━━━ Records

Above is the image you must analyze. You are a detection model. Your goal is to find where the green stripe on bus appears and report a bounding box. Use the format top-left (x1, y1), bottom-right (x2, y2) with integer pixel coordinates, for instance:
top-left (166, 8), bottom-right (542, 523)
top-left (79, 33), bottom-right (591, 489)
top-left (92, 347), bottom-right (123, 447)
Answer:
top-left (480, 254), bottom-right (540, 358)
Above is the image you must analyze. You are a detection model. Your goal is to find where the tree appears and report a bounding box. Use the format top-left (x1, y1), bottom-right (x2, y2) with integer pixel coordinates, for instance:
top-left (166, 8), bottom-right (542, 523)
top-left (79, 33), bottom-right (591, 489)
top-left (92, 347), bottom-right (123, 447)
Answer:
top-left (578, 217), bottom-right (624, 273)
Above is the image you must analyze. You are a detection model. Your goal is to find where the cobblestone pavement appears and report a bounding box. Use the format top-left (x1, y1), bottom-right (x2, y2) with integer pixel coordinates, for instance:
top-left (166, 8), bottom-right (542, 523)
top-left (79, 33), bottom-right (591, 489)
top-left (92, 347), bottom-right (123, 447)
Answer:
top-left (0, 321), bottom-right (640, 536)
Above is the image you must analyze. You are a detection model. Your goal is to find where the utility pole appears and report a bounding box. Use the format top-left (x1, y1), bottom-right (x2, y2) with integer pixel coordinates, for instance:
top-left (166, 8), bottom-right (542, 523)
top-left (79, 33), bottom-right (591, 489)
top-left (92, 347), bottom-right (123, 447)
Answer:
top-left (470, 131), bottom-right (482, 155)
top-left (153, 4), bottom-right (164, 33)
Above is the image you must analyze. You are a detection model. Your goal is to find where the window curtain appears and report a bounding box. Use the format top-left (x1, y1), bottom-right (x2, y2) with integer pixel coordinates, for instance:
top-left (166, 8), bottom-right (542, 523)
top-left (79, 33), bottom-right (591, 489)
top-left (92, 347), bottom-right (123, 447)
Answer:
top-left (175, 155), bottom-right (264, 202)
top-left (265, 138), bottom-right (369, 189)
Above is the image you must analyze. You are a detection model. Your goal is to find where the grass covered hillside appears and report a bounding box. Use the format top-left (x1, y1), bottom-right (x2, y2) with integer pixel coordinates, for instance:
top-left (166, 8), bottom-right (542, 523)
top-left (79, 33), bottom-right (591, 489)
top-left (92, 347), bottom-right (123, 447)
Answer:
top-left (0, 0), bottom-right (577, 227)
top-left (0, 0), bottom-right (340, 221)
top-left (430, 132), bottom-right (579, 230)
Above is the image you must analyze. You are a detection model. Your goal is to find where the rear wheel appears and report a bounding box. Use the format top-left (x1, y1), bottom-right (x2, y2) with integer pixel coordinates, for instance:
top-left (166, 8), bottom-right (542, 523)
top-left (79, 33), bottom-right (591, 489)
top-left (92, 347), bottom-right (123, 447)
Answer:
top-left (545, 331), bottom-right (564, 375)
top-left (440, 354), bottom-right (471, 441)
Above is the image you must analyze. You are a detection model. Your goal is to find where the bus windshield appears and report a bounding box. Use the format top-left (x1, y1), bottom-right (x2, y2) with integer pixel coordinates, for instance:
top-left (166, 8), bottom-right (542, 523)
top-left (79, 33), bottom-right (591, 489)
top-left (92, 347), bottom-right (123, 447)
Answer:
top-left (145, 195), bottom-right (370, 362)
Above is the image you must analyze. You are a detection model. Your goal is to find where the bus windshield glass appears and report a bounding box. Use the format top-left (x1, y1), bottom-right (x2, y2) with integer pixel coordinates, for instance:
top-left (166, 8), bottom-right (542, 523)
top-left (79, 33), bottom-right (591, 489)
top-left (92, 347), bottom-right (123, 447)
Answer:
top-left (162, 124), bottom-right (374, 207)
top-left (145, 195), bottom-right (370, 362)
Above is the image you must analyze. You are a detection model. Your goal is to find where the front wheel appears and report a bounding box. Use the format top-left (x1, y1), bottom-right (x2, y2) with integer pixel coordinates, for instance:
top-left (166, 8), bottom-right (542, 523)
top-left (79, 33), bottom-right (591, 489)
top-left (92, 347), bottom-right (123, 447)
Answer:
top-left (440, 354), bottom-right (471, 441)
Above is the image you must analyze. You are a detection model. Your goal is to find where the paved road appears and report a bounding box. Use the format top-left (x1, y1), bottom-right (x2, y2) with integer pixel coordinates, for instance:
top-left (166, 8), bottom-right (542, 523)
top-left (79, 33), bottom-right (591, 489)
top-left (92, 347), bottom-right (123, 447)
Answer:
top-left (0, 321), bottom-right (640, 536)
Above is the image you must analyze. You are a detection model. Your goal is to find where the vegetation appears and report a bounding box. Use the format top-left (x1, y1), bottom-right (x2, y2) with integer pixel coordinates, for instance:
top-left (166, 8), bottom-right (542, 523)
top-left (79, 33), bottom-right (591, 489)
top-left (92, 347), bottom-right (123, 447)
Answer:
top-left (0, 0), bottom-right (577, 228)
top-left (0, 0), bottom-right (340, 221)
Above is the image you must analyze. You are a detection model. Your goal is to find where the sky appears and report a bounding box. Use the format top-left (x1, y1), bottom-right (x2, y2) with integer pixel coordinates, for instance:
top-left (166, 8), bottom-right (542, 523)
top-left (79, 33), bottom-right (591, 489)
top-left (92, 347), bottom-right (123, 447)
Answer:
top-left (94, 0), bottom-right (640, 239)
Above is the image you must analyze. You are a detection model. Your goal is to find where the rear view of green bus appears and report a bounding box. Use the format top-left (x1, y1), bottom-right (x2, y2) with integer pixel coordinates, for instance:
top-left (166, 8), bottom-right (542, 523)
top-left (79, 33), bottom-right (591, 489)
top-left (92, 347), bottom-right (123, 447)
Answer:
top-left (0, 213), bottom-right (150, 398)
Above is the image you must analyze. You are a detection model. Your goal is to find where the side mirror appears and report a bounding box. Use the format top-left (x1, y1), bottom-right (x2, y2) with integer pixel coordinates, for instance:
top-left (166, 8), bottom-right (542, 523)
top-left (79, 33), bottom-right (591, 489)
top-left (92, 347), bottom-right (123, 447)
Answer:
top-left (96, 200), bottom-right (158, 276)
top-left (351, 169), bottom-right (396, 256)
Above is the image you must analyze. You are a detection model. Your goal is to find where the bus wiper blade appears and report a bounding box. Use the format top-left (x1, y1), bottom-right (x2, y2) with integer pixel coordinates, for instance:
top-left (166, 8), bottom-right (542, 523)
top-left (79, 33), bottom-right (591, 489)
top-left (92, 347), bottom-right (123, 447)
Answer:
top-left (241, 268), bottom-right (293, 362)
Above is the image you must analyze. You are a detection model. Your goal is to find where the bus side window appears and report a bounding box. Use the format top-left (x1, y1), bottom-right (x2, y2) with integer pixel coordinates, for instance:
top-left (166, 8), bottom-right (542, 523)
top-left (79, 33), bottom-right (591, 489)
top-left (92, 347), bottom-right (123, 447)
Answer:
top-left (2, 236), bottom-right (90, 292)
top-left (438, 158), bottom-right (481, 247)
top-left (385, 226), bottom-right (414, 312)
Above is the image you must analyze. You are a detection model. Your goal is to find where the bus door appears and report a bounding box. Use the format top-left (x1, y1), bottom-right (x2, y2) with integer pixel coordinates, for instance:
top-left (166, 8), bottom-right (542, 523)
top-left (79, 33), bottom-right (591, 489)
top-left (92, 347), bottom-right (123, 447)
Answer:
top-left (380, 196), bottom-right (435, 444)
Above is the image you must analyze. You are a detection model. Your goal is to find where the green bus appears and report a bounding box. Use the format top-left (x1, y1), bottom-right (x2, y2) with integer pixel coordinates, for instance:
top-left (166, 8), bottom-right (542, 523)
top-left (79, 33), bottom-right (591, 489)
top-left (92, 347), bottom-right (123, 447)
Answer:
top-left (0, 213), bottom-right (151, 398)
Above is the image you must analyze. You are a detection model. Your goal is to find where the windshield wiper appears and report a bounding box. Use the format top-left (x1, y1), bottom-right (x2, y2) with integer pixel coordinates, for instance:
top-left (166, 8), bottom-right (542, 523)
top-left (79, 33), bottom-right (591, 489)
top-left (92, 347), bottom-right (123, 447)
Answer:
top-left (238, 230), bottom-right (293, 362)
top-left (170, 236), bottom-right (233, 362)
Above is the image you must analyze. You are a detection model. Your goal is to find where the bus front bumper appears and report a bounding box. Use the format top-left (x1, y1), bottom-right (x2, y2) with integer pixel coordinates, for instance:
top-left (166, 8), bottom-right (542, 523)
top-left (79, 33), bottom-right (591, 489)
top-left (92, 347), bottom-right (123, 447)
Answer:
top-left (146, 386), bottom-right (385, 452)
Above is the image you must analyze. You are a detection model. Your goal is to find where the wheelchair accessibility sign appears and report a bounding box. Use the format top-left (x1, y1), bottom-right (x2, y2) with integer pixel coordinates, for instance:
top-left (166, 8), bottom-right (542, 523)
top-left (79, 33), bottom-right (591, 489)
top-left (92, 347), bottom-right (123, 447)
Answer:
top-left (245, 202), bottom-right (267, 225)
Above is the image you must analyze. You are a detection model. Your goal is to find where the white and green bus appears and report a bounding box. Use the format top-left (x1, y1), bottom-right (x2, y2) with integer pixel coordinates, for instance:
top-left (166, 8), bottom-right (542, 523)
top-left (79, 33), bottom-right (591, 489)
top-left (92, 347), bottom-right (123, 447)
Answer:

━━━━━━

• What is being asked: Please convert the lines above into a Markdown table with the columns No. and Line, starting at the line that contains "where the cobblestone" and stopping after the line that contains "top-left (153, 4), bottom-right (164, 33)". Number each line and leave out blank lines.

• Exercise answer:
| No. | Line |
|---|---|
| 1 | Above is the image you must analyze. You are a detection model. Your goal is to find where the cobblestone pavement appears and report a bounding box. Use the format top-left (x1, y1), bottom-right (x2, y2) with integer pixel coordinates, for instance: |
| 2 | top-left (166, 8), bottom-right (542, 523) |
| 3 | top-left (79, 33), bottom-right (591, 489) |
| 4 | top-left (92, 347), bottom-right (123, 447) |
| 5 | Answer: |
| 6 | top-left (0, 321), bottom-right (640, 536) |
| 7 | Above is the image you must analyze. You are a detection model. Your goal is to find where the utility pole appears and report a bounding box. Use the format top-left (x1, y1), bottom-right (x2, y2) with integer pixel coordinates, for instance: |
| 8 | top-left (166, 8), bottom-right (542, 523) |
| 9 | top-left (79, 33), bottom-right (591, 489) |
| 10 | top-left (92, 347), bottom-right (123, 447) |
| 11 | Answer: |
| 12 | top-left (470, 131), bottom-right (482, 155) |
| 13 | top-left (153, 4), bottom-right (164, 33) |